▶ _TASK DESCRIPTION_
Rewrite the part of the data that opens with the line containing "Find the white" and closes with the line containing "POLYGON ((68 108, 65", renaming "exterior ring" to "outer boundary" wherever it occurs and leaving everything else unchanged. Return only that part.

** begin **

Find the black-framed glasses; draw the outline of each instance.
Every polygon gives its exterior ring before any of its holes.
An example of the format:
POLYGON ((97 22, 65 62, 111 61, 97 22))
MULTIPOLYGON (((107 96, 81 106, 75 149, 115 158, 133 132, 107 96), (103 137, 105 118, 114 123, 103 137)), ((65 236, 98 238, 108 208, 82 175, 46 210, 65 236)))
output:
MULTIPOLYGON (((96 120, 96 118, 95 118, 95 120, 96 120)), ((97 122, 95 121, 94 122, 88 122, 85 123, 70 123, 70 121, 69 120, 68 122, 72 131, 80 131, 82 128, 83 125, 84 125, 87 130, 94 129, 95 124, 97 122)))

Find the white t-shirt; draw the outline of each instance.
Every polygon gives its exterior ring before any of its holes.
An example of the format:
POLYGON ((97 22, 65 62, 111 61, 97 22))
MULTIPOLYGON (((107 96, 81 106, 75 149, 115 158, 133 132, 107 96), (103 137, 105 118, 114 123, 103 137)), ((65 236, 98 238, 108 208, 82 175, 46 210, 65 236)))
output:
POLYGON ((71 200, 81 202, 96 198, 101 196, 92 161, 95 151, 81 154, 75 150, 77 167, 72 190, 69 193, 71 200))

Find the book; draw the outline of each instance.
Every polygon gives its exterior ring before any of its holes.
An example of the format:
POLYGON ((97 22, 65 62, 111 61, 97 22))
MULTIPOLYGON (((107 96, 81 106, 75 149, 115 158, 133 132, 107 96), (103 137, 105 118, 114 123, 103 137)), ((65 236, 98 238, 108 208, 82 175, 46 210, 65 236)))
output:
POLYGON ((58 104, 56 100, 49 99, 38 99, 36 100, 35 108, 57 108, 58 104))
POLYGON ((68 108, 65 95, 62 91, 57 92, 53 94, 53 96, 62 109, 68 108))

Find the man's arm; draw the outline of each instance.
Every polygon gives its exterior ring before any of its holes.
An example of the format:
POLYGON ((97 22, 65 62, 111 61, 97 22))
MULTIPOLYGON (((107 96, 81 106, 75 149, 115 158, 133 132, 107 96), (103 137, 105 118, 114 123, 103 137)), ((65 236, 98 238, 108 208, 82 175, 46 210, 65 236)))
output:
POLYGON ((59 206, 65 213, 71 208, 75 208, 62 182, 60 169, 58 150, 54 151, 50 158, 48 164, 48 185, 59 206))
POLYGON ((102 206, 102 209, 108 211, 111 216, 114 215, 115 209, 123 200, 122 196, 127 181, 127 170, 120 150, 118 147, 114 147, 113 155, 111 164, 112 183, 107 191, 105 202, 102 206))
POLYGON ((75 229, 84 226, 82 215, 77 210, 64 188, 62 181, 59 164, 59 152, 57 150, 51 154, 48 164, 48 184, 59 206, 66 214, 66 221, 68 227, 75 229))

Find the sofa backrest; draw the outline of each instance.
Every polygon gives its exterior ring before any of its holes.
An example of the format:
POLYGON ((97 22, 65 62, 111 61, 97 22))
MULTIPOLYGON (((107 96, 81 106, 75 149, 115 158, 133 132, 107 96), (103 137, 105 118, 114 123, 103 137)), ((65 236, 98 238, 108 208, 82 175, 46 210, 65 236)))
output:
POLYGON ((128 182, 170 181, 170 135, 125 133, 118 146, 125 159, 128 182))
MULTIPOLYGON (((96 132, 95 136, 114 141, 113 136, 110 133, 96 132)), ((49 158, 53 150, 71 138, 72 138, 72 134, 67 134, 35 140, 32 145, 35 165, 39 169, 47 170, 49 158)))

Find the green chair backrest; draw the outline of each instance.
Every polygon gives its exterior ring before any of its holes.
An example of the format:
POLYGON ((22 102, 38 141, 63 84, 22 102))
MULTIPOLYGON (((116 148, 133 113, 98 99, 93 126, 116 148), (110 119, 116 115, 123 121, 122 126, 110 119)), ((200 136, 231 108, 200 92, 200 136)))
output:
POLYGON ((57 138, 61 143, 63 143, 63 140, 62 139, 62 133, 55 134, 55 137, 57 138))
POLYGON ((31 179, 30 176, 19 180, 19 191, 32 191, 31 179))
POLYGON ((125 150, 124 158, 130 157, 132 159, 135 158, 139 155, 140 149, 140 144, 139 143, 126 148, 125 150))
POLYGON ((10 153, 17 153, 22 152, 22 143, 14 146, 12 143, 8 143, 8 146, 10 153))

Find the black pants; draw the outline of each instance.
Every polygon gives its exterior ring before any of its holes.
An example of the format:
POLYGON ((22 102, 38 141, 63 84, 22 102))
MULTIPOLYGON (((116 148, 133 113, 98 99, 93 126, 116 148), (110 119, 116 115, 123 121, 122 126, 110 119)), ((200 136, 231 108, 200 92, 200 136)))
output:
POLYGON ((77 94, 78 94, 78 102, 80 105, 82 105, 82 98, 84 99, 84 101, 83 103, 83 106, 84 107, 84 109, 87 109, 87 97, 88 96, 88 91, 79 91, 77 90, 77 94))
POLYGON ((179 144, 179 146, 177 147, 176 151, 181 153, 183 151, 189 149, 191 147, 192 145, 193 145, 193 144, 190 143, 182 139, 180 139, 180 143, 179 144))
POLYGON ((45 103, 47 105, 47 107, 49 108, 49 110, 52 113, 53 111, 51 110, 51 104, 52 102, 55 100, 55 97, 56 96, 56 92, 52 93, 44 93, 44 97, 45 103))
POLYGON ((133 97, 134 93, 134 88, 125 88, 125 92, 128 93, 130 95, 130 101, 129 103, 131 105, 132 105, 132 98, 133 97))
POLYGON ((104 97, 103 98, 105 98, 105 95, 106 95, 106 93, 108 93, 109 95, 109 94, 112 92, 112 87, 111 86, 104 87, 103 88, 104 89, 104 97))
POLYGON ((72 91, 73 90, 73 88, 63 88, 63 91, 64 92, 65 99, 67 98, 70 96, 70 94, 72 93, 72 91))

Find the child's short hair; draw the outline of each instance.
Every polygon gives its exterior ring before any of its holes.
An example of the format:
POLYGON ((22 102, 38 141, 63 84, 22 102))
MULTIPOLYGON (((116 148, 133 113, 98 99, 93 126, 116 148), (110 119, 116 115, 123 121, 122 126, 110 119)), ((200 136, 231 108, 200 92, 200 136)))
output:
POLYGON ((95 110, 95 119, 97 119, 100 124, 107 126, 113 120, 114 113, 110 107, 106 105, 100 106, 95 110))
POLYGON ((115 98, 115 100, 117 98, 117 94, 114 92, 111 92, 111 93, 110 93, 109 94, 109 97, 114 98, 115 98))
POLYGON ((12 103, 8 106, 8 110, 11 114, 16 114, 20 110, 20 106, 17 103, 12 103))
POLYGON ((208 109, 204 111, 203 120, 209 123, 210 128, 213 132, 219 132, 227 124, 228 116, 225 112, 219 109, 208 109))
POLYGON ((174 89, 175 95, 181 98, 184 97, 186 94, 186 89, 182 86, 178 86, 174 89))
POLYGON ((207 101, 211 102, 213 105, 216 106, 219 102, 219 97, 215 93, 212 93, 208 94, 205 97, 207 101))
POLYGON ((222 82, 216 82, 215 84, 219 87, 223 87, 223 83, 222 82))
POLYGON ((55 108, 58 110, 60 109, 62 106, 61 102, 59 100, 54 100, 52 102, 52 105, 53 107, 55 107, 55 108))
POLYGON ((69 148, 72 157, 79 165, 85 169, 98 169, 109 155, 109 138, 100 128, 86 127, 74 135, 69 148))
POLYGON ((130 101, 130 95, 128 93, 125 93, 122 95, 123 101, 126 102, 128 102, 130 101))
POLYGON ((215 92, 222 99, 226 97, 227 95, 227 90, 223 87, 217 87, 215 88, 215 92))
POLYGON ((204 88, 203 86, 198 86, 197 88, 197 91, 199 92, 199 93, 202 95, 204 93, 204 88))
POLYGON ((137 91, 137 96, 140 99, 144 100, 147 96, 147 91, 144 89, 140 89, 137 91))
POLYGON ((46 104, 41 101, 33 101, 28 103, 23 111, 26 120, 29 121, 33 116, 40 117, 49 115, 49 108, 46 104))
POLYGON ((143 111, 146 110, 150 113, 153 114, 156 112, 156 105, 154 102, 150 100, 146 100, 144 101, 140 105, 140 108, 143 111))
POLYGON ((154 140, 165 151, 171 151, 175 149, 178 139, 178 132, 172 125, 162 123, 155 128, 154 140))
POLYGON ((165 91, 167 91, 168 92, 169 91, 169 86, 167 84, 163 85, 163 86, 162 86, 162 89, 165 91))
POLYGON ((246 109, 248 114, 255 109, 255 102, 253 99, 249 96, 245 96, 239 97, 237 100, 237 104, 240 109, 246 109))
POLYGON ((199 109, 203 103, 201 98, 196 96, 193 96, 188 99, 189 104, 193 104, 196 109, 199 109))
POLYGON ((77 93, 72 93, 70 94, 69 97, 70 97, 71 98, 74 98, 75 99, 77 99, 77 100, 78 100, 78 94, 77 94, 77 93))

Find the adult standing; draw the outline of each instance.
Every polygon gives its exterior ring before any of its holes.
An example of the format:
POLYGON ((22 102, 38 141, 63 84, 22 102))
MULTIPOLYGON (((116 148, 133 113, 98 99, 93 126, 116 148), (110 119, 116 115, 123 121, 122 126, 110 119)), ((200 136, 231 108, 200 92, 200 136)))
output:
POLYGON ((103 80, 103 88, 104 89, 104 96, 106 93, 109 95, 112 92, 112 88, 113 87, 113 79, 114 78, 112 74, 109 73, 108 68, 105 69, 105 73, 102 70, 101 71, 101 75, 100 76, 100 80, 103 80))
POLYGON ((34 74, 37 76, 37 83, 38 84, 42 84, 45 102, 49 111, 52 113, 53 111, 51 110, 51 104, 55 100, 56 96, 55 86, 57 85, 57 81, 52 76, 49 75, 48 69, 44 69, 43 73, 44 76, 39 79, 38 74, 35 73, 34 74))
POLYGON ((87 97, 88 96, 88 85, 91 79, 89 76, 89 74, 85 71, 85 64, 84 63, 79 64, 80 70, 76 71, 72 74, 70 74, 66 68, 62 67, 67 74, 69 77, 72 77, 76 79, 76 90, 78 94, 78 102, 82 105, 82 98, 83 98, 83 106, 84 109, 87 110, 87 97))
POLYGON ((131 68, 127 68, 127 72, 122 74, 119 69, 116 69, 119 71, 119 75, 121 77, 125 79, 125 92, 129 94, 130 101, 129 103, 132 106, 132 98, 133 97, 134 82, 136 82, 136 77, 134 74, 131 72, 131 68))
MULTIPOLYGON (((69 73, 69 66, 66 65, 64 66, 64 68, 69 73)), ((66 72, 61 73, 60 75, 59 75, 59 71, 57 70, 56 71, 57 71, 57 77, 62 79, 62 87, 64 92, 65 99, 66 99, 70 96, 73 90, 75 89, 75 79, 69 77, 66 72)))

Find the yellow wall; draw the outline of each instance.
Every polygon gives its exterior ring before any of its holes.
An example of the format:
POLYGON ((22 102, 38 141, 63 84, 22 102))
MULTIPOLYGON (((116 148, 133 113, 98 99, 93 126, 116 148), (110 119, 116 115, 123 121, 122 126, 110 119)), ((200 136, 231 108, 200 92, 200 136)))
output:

** end **

▶ _CORRECT OUTPUT_
Find the white t-shirt; draw the outline of each instance.
Every polygon gives its outer boundary before any of its holes.
An example of the format:
POLYGON ((97 22, 65 62, 111 61, 97 22))
MULTIPOLYGON (((107 96, 81 106, 75 149, 115 158, 133 132, 107 96), (103 137, 105 118, 114 123, 103 137)), ((65 236, 98 238, 108 208, 82 175, 46 210, 65 236)))
output:
POLYGON ((71 200, 81 202, 96 198, 101 196, 92 161, 95 151, 81 154, 75 150, 77 167, 72 190, 69 193, 71 200))

Find the book; draw the outline of each instance.
Every polygon gives its outer boundary before any of its holes.
An example of the format:
POLYGON ((97 22, 65 62, 111 61, 97 22))
MULTIPOLYGON (((107 96, 81 106, 75 149, 115 158, 133 132, 107 96), (103 137, 105 118, 114 123, 103 137)), ((65 236, 98 238, 108 208, 82 175, 46 210, 65 236)))
output:
POLYGON ((58 104, 56 100, 49 99, 38 99, 36 100, 35 108, 57 108, 58 104))
POLYGON ((68 108, 65 95, 62 91, 57 92, 53 94, 53 96, 62 109, 68 108))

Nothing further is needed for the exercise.